Saved entries
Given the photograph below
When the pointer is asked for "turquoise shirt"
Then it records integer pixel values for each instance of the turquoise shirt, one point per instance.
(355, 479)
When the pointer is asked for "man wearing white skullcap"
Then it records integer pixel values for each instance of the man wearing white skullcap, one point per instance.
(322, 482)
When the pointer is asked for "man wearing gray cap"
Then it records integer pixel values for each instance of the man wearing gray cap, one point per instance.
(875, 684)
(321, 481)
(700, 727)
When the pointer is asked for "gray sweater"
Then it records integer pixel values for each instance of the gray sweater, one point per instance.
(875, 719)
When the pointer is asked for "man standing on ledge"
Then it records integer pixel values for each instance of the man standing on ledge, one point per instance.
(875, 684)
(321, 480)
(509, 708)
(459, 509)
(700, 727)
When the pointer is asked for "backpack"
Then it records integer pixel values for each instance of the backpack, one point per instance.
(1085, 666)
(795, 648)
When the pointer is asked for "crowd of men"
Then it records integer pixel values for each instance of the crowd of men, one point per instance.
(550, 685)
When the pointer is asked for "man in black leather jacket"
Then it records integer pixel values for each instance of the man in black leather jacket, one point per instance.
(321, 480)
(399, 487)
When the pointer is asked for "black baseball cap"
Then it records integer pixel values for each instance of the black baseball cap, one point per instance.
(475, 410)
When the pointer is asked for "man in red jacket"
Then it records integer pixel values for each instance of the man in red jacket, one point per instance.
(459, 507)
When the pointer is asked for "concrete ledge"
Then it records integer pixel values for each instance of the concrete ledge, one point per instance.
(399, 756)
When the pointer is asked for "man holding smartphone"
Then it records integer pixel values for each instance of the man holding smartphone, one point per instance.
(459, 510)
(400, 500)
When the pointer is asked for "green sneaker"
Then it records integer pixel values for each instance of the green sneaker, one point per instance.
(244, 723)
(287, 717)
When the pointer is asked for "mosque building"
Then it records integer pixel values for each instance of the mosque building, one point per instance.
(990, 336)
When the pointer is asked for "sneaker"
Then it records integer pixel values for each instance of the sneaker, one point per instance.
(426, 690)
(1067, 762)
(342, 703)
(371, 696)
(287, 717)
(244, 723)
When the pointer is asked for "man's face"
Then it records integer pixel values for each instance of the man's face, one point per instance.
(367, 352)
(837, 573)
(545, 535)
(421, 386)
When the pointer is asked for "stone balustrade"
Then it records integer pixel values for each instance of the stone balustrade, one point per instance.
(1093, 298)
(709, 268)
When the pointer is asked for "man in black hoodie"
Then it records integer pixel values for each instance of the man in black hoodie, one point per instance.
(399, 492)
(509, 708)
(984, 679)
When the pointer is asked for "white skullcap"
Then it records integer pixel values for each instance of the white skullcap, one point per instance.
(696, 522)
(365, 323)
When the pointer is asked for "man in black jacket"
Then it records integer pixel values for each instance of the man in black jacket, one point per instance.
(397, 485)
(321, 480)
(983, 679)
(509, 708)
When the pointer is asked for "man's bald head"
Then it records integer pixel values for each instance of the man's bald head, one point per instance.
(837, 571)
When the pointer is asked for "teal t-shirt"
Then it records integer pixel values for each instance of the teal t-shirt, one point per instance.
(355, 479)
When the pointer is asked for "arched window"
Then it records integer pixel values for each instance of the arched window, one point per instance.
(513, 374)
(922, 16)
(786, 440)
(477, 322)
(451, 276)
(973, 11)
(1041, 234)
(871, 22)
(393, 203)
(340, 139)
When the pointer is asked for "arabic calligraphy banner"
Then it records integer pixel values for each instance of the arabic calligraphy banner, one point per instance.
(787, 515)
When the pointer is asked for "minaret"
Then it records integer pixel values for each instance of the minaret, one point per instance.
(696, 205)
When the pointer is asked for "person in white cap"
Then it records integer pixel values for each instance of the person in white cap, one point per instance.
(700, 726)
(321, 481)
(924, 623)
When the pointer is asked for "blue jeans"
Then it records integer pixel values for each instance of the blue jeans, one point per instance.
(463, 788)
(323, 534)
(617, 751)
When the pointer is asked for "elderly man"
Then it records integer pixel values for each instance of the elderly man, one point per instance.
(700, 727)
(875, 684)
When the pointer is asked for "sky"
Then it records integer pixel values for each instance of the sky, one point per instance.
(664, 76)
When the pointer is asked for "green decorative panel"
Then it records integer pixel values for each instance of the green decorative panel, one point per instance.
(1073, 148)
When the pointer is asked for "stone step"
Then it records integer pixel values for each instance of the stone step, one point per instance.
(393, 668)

### WHAT IS EXPECTED:
Nothing but an exact reproduction of the entries is wanted.

### OUTPUT OF THE TASK:
Given the photograph below
When the pointer is asked for "turquoise shirt"
Then it records integer pixel values for each instance of the turquoise shirt, one point per instance.
(355, 479)
When the pointer is asked for "man wearing white skullcap"
Then it records integer pixel values for each instance of the man wearing white skullcap, one point per instance.
(322, 482)
When the pointer is asked for "man wearing gray cap"
Then it records integer pixel values for each instance of the man wearing gray cap, one point per instance.
(875, 684)
(321, 481)
(700, 727)
When the pointer is asked for "gray sweater"
Then it records integer pixel values for each instance of the gray sweater, one point per instance.
(875, 719)
When the pointer is asked for "man standing on ledge"
Then it records integer pixel values for each instance of the man standing on ledge, one point per instance.
(875, 684)
(321, 480)
(509, 708)
(459, 509)
(700, 727)
When the pointer is asked for "backpack"
Then it records integer pixel values for each instance of the backpack, one point per instance.
(1085, 666)
(795, 648)
When the pointer is asked for "crowd of men"
Then it records integer pixel values for each instance of the crowd of men, one point per instance.
(550, 685)
When the pointer is asked for "man in black leather jacket"
Then it records integer pixel values for each instance of the man in black leather jacket, one point per instance.
(321, 480)
(399, 487)
When the pointer is asked for "black baseball cap"
Then it records integer pixel values for each instance of the black baseball cap, one point per instance.
(475, 410)
When the pointer is asked for "man in red jacket"
Then it records integer pixel values for each instance of the man in red jacket, one point per instance.
(459, 507)
When the pointer is asked for "concrete ledge"
Then it records integer pixel values for each instance of the concrete ledge, one point per instance.
(399, 756)
When the pointer is asked for "man holding smartphone"
Then it records integer pixel values for each instance of the man holding smartphone, one point per instance.
(459, 510)
(400, 500)
When the pointer is asked for "green sneaker"
Then it records integer pixel values for each instance of the green sneaker, one point per instance.
(244, 723)
(287, 717)
When the pointer is asked for "mosque building"
Then it records integer pixel values for each instance of the mosque building, one point per instance.
(990, 336)
When the pointer is asked for "sneaker"
Then it records integer pixel values for each instance of the sneaker, one point per instance.
(426, 690)
(1067, 762)
(342, 703)
(371, 696)
(287, 717)
(244, 723)
When the pointer is asked for "man's face"
Then it records integer pixel values for each instance of the man's face, one point per instance.
(367, 352)
(837, 573)
(545, 535)
(421, 386)
When the pointer is asked for "stone balustrade"
Then it records integer pixel values for each instance of the stone balustrade, one point per instance.
(1093, 298)
(709, 268)
When the pointer is asked for "man in black hoodie"
Then it records integer pixel values for each instance of the man in black hoodie, one point per instance.
(399, 492)
(509, 708)
(984, 679)
When the pointer is asked for "white skullcap"
Then it records integer pixel values for each instance of the white skullcap, one point per instance.
(696, 522)
(365, 323)
When the pointer is asked for "man in black jacket"
Then it records integer pixel values for each instance of the man in black jacket, one point per instance.
(397, 485)
(321, 480)
(983, 679)
(509, 708)
When the pointer is asked for "man's bald head"
Then it records integer pixel values for each instance of the man's bald head, one point per instance.
(837, 571)
When the pointer is asked for "teal t-shirt"
Then it records integer pixel values for each instance of the teal t-shirt, one point per instance.
(355, 479)
When the pointer is asked for "arched window"
Then it records integer pixel values for each instance of the arched window, one point per instance.
(513, 374)
(922, 16)
(786, 440)
(477, 322)
(451, 276)
(973, 11)
(1041, 234)
(871, 22)
(393, 203)
(340, 139)
When the pointer is asked for "arabic calligraphy banner"
Then it records integer pixel values for each instance of the arabic calligraphy banner, one point per instance.
(787, 515)
When the pointer is asked for "minaret"
Then it records integer pixel values for each instance of the minaret, one point per instance.
(696, 205)
When the pointer is asked for "person in white cap"
Then it records integer pixel values for each instance of the person in white cap, one point per instance.
(700, 726)
(321, 481)
(924, 623)
When the pointer is asked for "blue jeans"
Then it records integer pixel values for each instance of the blue jeans, one point per instance.
(463, 788)
(323, 534)
(617, 751)
When the pointer is asked for "elderly man"
Then it records integer pixel values for each instance of the elderly man, one point per instance.
(700, 727)
(875, 684)
When the pointer is asked for "sky"
Then it records integer pixel values for each instance of the sky, one point per instance.
(664, 76)
When the pointer is asked for "green decorative panel"
Then it records integer pixel values for each instance of the green decorative panel, one point per instance.
(1073, 148)
When the pointer is asked for "stone step"
Then it records integer pixel values for each instance of the stone step, one point per instance.
(393, 668)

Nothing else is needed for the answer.